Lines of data
==*==
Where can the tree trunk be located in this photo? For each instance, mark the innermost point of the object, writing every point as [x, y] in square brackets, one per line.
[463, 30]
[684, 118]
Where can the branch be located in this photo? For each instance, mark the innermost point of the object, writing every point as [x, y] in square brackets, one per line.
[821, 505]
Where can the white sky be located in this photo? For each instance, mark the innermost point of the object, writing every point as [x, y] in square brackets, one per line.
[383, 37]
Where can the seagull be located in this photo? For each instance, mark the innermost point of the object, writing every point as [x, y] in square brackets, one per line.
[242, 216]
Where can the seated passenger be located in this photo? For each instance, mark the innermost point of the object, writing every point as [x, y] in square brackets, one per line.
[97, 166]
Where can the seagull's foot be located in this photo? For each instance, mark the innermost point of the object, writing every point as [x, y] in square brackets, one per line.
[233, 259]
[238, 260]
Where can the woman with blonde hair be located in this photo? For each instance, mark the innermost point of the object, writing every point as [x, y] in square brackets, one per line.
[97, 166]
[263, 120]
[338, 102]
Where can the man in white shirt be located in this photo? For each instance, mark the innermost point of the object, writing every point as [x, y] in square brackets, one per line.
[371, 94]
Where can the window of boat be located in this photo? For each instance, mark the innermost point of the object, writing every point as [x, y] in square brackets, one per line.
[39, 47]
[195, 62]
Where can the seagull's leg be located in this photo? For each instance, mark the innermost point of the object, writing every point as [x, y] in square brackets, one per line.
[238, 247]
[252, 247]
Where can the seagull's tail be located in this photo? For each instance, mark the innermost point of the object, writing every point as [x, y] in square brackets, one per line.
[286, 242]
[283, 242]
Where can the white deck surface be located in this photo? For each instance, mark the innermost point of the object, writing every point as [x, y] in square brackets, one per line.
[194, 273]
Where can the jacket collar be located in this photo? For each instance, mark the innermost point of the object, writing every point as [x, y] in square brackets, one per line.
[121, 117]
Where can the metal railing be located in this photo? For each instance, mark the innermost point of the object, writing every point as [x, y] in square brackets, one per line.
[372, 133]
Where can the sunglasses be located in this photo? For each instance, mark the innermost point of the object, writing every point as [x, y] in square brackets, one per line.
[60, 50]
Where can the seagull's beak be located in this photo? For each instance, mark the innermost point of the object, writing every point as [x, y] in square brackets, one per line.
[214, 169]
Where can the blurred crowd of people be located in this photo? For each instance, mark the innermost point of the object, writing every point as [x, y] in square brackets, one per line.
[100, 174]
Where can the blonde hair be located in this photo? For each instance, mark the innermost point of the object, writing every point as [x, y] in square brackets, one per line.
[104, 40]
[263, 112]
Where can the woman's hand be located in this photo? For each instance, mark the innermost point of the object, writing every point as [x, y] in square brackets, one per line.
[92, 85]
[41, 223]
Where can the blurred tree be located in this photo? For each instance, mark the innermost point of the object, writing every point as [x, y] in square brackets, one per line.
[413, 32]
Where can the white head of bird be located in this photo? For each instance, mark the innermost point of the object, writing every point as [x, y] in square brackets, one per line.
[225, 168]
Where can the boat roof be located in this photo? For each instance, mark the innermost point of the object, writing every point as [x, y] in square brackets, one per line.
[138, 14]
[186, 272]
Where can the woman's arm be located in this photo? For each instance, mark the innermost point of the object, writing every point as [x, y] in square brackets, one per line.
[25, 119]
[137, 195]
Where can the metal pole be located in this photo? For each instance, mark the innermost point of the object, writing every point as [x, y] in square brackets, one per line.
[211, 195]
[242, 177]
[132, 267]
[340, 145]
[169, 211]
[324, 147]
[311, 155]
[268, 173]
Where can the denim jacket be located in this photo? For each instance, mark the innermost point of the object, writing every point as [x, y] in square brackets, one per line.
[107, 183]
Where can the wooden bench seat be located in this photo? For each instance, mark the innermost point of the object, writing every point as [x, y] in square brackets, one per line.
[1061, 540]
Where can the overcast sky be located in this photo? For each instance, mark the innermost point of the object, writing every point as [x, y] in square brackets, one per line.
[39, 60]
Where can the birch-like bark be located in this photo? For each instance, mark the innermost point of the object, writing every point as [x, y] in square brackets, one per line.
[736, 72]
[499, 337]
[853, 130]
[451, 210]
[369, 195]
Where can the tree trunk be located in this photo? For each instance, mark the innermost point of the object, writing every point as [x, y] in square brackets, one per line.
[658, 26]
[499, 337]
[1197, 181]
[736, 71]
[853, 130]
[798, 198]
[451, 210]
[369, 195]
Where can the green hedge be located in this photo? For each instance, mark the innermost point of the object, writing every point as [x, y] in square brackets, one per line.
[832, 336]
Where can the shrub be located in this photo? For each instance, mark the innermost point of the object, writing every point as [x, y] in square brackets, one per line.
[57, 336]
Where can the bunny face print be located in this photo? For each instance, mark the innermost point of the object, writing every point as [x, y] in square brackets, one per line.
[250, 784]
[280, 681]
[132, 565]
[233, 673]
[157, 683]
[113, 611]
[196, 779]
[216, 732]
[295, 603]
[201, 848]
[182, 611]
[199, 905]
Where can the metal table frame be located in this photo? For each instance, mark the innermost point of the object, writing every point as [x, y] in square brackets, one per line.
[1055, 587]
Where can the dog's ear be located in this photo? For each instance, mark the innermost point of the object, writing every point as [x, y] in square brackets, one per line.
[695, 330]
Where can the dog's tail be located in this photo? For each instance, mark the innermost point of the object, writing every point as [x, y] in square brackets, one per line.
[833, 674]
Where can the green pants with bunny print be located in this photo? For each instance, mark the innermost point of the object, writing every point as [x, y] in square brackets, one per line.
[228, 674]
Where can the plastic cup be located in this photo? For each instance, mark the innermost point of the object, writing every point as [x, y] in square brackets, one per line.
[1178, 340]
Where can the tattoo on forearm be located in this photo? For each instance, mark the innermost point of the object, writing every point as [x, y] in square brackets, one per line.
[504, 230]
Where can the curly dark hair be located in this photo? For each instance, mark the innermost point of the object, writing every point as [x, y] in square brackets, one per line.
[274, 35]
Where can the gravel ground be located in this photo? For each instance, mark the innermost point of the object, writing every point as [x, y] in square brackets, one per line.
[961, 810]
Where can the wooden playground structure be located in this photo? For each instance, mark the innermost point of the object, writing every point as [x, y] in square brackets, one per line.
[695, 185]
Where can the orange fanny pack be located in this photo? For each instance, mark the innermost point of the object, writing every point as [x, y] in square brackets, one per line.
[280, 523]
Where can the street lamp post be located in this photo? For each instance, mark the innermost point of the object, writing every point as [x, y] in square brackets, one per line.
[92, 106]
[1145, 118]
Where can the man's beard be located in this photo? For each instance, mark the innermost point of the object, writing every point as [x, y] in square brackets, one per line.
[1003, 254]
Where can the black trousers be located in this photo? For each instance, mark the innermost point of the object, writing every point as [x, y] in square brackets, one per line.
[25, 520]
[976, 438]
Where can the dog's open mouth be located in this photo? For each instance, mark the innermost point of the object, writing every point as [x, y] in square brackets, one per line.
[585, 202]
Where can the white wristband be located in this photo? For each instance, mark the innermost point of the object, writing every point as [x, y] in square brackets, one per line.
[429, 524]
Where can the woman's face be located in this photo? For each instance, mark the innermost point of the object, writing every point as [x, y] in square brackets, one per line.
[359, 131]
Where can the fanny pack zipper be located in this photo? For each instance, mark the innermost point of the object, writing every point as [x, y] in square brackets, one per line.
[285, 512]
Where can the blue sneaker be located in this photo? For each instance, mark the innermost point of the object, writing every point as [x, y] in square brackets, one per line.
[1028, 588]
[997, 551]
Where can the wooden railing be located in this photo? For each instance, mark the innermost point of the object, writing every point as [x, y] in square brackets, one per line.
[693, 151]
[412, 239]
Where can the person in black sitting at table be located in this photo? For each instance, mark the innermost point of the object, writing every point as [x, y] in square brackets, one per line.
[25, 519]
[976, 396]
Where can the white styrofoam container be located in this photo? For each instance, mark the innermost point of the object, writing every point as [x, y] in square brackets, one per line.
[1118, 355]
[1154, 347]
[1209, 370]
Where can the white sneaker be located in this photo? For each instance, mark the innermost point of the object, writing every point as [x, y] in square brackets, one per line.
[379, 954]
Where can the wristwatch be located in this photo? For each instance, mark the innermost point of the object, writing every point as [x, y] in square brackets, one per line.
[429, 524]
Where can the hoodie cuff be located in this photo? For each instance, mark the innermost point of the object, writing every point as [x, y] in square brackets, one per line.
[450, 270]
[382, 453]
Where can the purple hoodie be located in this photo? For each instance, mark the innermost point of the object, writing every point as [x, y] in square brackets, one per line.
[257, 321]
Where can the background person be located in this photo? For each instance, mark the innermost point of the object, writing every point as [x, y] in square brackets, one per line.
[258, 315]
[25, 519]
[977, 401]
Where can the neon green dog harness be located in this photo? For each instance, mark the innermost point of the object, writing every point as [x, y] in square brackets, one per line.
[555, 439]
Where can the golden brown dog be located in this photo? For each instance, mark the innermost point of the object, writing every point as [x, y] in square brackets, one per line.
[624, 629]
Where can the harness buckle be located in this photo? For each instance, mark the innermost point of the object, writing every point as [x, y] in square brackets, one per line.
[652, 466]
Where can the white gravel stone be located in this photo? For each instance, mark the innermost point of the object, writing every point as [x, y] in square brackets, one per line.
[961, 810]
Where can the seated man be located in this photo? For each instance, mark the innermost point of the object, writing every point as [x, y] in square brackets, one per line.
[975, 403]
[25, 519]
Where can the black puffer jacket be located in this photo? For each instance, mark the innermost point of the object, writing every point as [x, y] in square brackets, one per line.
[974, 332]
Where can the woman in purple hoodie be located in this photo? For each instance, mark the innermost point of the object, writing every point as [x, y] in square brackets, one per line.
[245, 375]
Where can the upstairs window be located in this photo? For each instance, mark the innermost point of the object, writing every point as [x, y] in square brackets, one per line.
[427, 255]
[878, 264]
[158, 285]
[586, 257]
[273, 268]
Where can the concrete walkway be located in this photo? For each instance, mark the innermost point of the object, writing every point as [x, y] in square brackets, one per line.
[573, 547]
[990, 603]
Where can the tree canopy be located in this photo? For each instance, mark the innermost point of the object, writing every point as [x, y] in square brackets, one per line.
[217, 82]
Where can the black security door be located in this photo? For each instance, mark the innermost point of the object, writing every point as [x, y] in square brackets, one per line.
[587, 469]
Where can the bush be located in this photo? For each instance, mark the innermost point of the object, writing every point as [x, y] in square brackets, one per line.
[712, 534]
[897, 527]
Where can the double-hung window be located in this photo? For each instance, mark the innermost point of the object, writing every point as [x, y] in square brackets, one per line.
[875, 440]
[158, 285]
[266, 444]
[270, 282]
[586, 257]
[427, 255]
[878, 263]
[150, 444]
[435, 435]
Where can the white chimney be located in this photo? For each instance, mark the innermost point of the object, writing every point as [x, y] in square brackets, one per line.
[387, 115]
==*==
■ **Work to complete**: Rewrite the listing from the line containing "Where can the double-hung" through its final line, replacing "chimney" with "smokestack" and leaving everything else as it is.

■ **Task answer**:
Where can the double-hung window be located in this photo? For each instance, mark the innermost point of the object, writing every point as [x, y] in square brackets, one per line.
[875, 440]
[158, 285]
[266, 444]
[270, 282]
[586, 257]
[427, 255]
[878, 263]
[150, 444]
[435, 435]
Where can the white smokestack be located in this photo? For each instance, mark the innermost point of the object, writing every point as [x, y] in square brackets, one per line.
[387, 115]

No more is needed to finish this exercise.